■ DIRECTIONS FOR THIS TASK
Through the last line of the entries, please copy every line exactly, starting with the one that contains "Prompt: house number on post".

■ Stored dataset items

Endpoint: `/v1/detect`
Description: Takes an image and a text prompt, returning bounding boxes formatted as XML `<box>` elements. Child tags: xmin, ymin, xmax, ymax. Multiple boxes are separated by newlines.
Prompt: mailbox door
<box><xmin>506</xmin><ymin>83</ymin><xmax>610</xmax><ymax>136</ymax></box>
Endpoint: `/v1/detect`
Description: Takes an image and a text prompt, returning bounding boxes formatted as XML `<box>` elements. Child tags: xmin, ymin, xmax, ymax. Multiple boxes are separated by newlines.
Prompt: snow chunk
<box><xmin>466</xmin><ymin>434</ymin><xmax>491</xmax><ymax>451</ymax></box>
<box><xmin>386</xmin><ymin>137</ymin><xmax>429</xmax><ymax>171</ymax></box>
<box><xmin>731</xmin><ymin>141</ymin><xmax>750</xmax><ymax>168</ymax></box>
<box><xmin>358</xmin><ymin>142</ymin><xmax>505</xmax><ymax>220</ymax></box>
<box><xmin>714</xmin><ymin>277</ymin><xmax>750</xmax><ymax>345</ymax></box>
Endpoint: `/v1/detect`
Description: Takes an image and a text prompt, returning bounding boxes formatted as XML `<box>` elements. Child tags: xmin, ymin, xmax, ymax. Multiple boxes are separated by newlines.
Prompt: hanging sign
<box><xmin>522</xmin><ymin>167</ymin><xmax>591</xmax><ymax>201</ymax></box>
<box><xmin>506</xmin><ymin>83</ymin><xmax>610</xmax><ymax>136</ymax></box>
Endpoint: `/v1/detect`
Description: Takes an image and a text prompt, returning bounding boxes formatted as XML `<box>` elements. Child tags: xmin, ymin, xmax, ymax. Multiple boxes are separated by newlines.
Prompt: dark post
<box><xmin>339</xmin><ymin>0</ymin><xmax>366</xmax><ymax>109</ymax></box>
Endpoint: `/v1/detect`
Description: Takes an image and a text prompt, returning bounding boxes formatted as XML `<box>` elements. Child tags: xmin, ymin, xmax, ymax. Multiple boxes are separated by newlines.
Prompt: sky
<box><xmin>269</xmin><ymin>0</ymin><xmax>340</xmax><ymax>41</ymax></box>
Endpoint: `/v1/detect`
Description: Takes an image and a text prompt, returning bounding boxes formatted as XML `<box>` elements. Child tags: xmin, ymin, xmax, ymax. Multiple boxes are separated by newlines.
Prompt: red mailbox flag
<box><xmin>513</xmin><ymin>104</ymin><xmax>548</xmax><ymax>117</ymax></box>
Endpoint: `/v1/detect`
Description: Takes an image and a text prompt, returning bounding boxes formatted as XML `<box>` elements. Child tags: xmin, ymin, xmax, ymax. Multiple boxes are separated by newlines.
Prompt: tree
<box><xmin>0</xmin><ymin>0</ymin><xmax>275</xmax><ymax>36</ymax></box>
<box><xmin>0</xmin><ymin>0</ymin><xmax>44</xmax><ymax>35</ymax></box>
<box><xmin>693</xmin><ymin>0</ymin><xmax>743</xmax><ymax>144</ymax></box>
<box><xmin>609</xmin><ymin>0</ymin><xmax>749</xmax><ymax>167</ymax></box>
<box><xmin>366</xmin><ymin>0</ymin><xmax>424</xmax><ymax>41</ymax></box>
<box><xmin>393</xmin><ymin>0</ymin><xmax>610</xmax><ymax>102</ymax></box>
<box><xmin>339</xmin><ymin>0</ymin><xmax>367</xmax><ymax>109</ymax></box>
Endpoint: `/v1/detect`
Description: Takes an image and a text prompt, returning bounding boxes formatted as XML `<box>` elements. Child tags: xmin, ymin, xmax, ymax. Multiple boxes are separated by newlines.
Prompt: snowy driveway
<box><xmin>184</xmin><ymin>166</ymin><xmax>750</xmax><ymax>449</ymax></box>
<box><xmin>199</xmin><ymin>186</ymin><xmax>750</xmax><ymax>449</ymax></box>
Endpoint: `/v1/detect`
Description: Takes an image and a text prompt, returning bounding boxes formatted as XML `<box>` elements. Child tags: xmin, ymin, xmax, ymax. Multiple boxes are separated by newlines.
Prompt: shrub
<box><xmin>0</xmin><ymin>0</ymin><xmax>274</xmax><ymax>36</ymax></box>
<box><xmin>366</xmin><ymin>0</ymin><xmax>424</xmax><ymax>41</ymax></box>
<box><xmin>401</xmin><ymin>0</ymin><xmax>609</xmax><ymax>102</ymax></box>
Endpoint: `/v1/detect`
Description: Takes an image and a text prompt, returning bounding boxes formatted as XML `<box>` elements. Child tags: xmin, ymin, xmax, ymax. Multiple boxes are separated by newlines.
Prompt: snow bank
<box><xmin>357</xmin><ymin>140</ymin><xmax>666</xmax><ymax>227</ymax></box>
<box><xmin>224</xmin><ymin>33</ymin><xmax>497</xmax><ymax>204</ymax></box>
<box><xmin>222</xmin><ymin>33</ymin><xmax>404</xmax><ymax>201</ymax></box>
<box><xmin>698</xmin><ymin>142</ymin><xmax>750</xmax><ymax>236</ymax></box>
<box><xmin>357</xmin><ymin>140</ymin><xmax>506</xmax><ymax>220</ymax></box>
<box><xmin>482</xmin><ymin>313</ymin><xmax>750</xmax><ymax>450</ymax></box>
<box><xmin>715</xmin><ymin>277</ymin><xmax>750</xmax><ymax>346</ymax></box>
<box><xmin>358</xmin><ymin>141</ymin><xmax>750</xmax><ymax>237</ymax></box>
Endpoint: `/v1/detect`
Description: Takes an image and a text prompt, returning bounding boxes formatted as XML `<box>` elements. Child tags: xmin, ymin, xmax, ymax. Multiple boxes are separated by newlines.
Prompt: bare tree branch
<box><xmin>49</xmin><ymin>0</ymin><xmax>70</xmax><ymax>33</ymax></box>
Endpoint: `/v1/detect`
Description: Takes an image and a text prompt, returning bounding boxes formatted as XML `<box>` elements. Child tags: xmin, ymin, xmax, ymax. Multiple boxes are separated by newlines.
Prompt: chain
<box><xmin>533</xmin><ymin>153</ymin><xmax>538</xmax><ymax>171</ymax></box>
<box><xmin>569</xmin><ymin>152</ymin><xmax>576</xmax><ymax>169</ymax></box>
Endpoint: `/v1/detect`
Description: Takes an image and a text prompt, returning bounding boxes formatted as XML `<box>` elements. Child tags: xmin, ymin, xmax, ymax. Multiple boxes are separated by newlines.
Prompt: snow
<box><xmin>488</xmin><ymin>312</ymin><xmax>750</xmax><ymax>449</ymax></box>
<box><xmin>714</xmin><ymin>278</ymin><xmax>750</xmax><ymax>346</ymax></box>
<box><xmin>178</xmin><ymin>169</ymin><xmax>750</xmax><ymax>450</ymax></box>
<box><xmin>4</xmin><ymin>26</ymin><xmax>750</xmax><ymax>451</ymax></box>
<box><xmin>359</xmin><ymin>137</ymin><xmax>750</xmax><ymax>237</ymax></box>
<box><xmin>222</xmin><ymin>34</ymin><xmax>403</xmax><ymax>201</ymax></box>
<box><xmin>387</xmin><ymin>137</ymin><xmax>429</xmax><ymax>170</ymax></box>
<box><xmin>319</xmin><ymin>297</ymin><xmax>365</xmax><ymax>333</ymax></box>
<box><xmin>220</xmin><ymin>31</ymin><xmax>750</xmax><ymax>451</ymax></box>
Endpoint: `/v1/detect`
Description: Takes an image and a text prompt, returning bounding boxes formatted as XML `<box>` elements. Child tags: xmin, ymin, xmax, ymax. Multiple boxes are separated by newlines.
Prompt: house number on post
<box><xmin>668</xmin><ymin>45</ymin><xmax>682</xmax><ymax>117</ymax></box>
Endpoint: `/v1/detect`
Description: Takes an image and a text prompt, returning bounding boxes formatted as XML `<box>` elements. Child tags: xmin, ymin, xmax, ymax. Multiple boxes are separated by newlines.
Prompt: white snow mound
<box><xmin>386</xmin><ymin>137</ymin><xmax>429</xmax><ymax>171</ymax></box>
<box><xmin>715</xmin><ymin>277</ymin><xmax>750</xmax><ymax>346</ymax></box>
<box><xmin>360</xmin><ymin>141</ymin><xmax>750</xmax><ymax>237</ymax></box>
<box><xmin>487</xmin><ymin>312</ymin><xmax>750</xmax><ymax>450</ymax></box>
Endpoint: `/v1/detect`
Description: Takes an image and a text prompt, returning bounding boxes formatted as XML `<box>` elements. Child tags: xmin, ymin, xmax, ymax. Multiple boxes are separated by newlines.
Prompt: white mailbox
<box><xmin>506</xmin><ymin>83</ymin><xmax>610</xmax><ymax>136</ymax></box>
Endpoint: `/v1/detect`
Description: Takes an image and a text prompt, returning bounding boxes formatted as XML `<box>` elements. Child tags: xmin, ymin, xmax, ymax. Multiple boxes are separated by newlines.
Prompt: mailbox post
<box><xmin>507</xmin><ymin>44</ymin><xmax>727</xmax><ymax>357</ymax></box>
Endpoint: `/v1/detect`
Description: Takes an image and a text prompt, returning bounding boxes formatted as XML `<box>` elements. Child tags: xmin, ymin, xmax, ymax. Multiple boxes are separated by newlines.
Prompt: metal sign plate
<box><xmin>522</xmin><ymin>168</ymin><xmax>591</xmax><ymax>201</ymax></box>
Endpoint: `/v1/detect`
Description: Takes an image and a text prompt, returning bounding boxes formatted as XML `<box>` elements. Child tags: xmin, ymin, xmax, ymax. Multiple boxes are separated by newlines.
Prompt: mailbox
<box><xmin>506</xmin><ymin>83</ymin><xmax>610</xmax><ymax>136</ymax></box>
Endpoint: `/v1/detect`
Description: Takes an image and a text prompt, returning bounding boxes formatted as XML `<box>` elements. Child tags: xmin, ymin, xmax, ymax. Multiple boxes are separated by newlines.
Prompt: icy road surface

■ RESPONSE TO THE EXERCISE
Prompt: house number on post
<box><xmin>668</xmin><ymin>45</ymin><xmax>682</xmax><ymax>117</ymax></box>
Endpoint: `/v1/detect`
Description: Takes an image and a text prompt, returning bounding boxes formatted as XML `<box>` elements. Child tags: xmin, ymin, xmax, ymax. Multiple boxes are separated by newlines.
Prompt: white snow mound
<box><xmin>386</xmin><ymin>137</ymin><xmax>429</xmax><ymax>171</ymax></box>
<box><xmin>715</xmin><ymin>277</ymin><xmax>750</xmax><ymax>346</ymax></box>
<box><xmin>360</xmin><ymin>141</ymin><xmax>750</xmax><ymax>237</ymax></box>
<box><xmin>487</xmin><ymin>312</ymin><xmax>750</xmax><ymax>450</ymax></box>
Endpoint: `/v1/detect`
Description: Takes an image and a text prompt, returning bounding boxes formatted as XML `<box>` elements. Child tags: xmin, ymin, xmax, ymax. Multiple boxes are separated by newlines.
Prompt: white mailbox
<box><xmin>506</xmin><ymin>83</ymin><xmax>610</xmax><ymax>136</ymax></box>
Endpoint: `/v1/detect`
Description: Takes an image and a text prompt, returning bounding boxes formatted as XML `<box>` elements. Child tags: xmin, ymin, xmax, ymax. Multiple boxes are separated by newlines.
Prompt: mailbox post
<box><xmin>507</xmin><ymin>44</ymin><xmax>727</xmax><ymax>357</ymax></box>
Endpoint: `/v1/detect`
Description: Takes an image and a text prompt, returning bounding boxes formatted as XML `<box>` elements. Child tags: xmin, ymin, xmax, ymax. Multiple boxes are separated by newlines.
Prompt: metal sign plate
<box><xmin>522</xmin><ymin>168</ymin><xmax>591</xmax><ymax>201</ymax></box>
Endpoint: `/v1/detect`
Description: Takes an image and a text prompt, returning bounding boxes formatted as XML `<box>` elements. Child tags: xmin, ymin, xmax, ymax. Multiple boxes are separated by newlines.
Prompt: mailbox
<box><xmin>506</xmin><ymin>83</ymin><xmax>610</xmax><ymax>136</ymax></box>
Endpoint: `/v1/detect`
Description: Takes an image and a text prompt, returning bounding boxes formatted as XML `<box>` elements. Child tags: xmin, ymin, xmax, ymax. Multiple boxes are separated by newlines.
Prompt: icy road surface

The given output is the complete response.